_Work to be completed:_ Scan the material for "below". Copy every line it appears in.

_Data to use:_
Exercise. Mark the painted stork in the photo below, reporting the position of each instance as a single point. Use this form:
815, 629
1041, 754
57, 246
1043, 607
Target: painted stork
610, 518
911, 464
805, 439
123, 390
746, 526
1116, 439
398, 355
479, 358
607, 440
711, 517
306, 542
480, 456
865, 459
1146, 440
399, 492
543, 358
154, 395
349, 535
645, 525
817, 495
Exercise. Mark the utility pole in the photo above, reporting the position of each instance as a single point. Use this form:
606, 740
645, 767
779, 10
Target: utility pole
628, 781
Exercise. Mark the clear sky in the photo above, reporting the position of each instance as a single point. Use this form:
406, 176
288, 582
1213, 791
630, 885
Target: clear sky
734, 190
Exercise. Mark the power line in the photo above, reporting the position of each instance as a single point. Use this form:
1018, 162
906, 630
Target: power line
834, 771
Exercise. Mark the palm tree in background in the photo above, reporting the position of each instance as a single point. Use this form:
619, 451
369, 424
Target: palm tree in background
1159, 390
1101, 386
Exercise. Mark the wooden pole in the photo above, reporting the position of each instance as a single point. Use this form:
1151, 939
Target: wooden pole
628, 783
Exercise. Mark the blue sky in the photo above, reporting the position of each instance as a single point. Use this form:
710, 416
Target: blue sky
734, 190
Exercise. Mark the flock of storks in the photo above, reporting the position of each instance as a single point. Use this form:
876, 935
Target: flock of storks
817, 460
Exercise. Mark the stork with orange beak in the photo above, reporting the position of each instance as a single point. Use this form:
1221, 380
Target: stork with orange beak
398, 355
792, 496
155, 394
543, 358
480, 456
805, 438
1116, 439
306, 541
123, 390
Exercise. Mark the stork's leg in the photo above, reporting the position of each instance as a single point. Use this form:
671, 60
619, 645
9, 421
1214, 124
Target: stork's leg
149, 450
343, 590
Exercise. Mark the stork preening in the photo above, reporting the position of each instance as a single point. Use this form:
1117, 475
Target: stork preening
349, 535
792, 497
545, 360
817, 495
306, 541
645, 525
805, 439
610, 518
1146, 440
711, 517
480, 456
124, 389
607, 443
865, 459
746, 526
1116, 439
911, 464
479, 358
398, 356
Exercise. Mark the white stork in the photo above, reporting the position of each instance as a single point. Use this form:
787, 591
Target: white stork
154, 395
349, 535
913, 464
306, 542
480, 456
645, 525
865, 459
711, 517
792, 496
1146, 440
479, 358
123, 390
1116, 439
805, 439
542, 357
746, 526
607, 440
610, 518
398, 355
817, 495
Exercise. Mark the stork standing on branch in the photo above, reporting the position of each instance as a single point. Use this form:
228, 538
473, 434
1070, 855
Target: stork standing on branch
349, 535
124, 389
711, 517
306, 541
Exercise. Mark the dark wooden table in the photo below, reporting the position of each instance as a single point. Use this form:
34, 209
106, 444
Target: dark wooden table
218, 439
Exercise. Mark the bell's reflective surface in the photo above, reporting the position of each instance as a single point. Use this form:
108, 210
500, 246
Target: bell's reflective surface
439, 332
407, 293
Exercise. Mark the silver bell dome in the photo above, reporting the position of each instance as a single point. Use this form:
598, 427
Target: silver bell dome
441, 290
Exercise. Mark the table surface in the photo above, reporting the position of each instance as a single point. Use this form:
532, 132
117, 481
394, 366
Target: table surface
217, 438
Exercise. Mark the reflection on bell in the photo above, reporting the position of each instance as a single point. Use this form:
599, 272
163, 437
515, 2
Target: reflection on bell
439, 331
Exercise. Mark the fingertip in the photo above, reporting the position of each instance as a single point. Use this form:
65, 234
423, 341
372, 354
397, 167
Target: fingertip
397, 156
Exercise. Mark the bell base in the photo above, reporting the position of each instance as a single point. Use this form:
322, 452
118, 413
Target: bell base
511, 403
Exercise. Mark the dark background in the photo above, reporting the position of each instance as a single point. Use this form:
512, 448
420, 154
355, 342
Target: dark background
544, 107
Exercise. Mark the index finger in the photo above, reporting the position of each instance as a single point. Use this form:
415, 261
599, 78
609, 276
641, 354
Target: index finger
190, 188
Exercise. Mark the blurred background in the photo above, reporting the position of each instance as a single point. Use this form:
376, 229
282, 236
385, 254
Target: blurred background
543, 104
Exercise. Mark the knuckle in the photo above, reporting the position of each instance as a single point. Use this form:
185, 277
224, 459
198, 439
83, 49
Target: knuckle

_Finished task:_
Exercise. Mark the painted stork in the photo below, reporting the position of each instance as a single point. Use this form:
Exercise. Mark the dark wooden table in the photo below, reporting the position of each instance as a single point. Use this form:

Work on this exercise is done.